Items from a dataset =

<<<<

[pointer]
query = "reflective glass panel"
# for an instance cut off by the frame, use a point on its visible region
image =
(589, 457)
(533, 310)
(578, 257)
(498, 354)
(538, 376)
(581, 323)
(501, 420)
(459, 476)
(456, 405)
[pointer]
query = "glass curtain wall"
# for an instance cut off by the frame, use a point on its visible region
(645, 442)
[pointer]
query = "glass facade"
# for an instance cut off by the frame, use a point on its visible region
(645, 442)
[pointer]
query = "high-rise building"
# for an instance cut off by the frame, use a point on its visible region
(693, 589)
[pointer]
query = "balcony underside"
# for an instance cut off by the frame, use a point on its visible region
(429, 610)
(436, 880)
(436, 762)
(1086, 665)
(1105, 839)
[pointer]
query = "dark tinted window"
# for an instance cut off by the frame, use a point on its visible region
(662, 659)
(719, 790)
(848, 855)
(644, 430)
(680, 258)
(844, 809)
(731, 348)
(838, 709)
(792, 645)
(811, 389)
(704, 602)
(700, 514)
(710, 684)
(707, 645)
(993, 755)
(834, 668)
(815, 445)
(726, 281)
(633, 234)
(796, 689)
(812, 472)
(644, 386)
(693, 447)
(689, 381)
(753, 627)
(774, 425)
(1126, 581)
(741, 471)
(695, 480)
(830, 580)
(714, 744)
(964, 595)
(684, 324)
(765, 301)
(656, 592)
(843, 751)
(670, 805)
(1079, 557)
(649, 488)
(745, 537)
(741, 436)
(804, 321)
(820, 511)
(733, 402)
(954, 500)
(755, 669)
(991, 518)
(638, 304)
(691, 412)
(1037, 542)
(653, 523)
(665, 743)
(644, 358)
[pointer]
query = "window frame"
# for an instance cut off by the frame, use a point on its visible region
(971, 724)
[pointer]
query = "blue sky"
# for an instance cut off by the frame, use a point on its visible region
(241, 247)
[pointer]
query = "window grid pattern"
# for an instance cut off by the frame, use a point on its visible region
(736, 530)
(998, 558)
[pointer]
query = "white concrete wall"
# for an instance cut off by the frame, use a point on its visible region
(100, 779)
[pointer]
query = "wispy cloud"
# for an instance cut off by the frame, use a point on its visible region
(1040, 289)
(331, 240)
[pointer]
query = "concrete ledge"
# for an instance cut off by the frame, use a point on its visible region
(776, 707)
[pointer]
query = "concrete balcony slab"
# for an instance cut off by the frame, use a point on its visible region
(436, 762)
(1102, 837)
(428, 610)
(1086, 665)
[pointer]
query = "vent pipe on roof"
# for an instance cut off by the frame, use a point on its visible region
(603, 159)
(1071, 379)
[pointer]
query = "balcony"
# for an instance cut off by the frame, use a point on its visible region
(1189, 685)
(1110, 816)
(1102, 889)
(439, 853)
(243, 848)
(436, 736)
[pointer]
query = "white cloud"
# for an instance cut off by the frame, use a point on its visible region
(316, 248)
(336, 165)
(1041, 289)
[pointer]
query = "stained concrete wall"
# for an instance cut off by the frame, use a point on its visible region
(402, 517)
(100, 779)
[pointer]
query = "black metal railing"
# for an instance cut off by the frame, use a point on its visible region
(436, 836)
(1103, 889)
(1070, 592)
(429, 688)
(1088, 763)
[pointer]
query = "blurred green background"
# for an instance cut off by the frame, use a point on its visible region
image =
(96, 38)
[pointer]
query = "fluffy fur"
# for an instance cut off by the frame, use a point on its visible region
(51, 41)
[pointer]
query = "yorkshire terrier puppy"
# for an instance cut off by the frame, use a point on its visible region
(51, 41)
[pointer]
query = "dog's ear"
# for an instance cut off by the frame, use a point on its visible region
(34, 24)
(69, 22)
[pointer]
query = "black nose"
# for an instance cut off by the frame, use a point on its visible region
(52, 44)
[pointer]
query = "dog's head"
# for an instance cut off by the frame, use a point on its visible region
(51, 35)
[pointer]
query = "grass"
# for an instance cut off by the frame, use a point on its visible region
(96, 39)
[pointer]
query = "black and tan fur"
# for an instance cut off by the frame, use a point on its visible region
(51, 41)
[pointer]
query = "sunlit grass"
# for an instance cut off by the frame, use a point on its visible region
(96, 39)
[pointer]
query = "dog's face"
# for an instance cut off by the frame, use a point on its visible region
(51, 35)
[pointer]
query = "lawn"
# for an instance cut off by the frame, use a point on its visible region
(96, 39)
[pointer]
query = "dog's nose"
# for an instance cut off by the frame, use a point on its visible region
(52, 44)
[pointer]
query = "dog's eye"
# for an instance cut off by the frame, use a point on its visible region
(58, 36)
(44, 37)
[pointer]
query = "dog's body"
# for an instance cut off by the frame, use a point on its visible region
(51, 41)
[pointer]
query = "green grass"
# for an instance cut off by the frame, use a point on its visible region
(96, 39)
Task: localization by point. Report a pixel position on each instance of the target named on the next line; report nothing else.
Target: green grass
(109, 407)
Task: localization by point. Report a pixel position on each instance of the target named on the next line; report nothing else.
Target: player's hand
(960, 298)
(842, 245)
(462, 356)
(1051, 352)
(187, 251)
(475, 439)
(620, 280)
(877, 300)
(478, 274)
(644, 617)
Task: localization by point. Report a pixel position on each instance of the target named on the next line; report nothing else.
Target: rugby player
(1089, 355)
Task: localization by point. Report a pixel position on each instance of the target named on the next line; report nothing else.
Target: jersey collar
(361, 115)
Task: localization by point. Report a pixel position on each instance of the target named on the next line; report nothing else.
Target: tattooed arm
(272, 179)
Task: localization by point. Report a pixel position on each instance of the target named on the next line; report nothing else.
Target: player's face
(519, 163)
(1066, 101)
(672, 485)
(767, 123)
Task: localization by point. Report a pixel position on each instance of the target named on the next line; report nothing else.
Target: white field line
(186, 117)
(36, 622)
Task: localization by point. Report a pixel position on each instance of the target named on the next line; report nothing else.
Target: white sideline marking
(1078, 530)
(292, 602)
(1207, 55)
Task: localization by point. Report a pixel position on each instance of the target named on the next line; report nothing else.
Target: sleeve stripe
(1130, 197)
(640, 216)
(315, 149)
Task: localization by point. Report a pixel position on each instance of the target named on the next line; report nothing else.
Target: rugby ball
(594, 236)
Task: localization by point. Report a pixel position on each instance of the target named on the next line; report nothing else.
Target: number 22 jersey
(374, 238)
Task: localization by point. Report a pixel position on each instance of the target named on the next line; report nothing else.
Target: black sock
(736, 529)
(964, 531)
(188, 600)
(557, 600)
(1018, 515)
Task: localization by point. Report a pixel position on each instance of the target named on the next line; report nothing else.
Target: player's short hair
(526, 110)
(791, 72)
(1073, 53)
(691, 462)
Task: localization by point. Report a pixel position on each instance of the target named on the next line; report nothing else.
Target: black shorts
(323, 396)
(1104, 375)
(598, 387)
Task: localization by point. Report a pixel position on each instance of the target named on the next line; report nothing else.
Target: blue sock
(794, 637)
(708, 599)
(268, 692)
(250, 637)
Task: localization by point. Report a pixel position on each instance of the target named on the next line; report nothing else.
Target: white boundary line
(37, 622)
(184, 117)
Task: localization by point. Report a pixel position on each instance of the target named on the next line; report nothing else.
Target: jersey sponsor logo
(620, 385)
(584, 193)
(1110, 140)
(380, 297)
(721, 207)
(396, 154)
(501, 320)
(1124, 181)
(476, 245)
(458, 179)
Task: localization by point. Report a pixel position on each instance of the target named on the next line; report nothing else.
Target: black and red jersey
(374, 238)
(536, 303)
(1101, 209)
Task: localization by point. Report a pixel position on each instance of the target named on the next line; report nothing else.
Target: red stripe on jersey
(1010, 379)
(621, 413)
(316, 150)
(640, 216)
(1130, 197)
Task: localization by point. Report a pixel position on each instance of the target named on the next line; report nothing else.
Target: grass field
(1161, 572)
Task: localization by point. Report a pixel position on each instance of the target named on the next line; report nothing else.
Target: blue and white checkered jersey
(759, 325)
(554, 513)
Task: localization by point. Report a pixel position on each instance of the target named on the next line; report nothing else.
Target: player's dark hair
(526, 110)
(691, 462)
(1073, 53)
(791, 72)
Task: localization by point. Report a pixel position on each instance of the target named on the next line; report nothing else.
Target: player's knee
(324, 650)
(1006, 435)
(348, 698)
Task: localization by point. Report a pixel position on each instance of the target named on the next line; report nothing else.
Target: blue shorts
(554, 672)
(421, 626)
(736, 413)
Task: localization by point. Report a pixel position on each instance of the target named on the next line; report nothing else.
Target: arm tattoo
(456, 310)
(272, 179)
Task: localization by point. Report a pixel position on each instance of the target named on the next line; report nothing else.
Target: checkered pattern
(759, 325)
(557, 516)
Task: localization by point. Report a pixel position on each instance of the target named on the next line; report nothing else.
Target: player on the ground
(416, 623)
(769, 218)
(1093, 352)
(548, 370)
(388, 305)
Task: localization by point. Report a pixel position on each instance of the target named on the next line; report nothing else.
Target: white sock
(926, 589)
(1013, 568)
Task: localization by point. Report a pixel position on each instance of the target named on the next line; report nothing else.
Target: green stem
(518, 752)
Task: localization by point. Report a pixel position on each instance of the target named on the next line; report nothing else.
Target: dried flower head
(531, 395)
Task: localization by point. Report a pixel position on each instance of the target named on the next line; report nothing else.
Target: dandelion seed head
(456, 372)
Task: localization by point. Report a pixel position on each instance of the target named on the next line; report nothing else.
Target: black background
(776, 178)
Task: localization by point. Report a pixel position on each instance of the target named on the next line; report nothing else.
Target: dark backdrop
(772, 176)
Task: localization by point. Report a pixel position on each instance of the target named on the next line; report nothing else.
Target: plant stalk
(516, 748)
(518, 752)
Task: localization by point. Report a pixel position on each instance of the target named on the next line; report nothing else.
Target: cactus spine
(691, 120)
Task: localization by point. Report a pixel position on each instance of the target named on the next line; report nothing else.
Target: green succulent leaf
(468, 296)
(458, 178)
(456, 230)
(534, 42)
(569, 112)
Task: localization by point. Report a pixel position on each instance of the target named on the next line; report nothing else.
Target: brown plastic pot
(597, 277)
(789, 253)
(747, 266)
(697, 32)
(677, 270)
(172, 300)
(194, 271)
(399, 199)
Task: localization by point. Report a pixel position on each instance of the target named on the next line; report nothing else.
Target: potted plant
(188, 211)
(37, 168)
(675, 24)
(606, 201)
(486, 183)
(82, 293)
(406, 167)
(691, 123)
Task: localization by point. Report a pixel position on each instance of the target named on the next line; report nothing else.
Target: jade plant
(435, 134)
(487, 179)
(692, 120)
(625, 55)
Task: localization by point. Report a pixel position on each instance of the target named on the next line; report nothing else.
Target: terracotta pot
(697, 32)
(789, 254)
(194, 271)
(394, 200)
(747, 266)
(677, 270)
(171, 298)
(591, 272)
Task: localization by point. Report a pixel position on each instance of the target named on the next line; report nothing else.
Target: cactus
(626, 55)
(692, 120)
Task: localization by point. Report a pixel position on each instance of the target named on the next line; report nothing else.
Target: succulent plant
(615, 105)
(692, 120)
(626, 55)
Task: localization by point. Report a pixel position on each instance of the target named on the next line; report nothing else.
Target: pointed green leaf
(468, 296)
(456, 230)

>>>>

Task statement =
Please filter the data down to the lines containing the word "glass".

Written solution =
query = "reflective glass panel"
query = "glass curtain wall"
query = "glass facade"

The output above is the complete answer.